▶ **Selected excerpt**:

[start]

Right, thanks for putting together a detailed explanation.

This was a thinko back then, not to have HV_X64_MSR_VP_INDEX maintained
by QEMU.  I'm going to post a patch to KVM fixing that.

Meanwhile QEMU needs a way to maintain its notion of vp_index that is
  1) in sync with kernel's notion
  2) also with kernels that don't support setting the msr
  3) persistent across migrations

cpu_index looked like a perfect candidate.

> > +    msr_data.entries[0].data = cs->cpu_index;
> > +    kvm_vcpu_ioctl(cs, KVM_SET_MSRS, &msr_data);
> > +    ret = kvm_vcpu_ioctl(cs, KVM_GET_MSRS, &msr_data);
> > +    assert(ret == 1);
> > +    assert(msr_data.entries[0].data == cs->cpu_index);
> 
> If KVM already initializes the MSR to cpu_index and we will abort
> if it was not set to anything except cpu_index here, why exactly
> do we need the KVM_SET_MSRS call?

[end]

▶ **Information supplied**:
[start]

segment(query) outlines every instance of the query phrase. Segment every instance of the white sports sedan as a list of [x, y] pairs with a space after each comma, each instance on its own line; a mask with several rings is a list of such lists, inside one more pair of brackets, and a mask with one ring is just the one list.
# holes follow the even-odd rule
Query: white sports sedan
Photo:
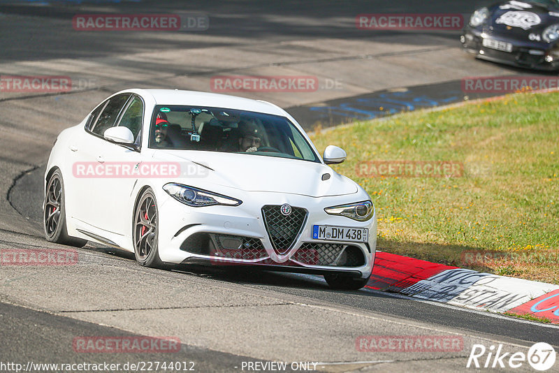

[end]

▶ **Task requirements**:
A – Answer these from the excerpt about the VP index MSR:
(i) Which register does the writer say should have been maintained by QEMU?
(ii) What three properties must QEMU's notion of vp_index have?
(iii) In the quoted code, what value is ret asserted to equal?
B – Return the part of the VP index excerpt from "Right, thanks for" to "a perfect candidate.", copied word for word.

▶ **Task-by-task answers**:
A –
(i) HV_X64_MSR_VP_INDEX
(ii) It must be in sync with the kernel's notion, work with kernels that don't support setting the MSR, and persist across migrations.
(iii) 1

B –
Right, thanks for putting together a detailed explanation.

This was a thinko back then, not to have HV_X64_MSR_VP_INDEX maintained
by QEMU.  I'm going to post a patch to KVM fixing that.

Meanwhile QEMU needs a way to maintain its notion of vp_index that is
  1) in sync with kernel's notion
  2) also with kernels that don't support setting the msr
  3) persistent across migrations

cpu_index looked like a perfect candidate.